(Stored items from a collection)

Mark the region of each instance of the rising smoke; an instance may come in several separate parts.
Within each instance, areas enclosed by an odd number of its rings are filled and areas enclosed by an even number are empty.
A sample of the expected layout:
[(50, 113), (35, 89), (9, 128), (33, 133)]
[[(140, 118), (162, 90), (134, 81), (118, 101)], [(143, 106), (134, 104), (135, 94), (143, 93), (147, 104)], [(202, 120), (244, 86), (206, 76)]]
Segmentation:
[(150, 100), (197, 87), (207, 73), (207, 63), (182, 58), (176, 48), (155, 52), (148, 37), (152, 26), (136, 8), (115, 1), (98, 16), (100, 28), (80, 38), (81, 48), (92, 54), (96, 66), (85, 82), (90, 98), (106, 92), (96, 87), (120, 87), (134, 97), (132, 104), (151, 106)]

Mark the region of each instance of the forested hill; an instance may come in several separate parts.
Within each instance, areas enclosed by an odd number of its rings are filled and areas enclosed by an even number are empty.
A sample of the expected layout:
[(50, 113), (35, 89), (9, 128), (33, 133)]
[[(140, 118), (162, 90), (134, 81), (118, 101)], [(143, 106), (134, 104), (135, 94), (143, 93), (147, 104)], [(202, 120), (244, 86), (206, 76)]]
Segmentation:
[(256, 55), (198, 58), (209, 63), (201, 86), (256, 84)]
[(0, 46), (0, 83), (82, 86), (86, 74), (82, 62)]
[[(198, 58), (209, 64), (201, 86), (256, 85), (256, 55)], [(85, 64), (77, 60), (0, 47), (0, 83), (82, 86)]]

> [What you need to do]: Starting at the line that contains "Mark the region of each instance of the forested" and continuing through the end of the records, write those lines out again with "forested hill" replaced by "wooded hill". Leave everything else unchanged.

> [Written response]:
Mark the region of each instance of the wooded hill; an instance may come in several separate parts.
Within each instance, areas enclosed by an odd number of its rings are filled and areas enclosed by an even number are empty.
A sample of the expected layout:
[(50, 113), (35, 89), (9, 128), (33, 133)]
[[(140, 118), (162, 90), (134, 81), (118, 101)], [(143, 106), (134, 104), (135, 94), (143, 93), (147, 104)], [(202, 120), (244, 86), (206, 76)]]
Segmentation:
[(256, 55), (198, 58), (209, 63), (201, 86), (256, 84)]
[(0, 46), (0, 83), (82, 86), (86, 74), (82, 62)]
[[(198, 58), (209, 64), (201, 86), (256, 85), (256, 55)], [(85, 64), (77, 60), (0, 47), (0, 83), (82, 86)]]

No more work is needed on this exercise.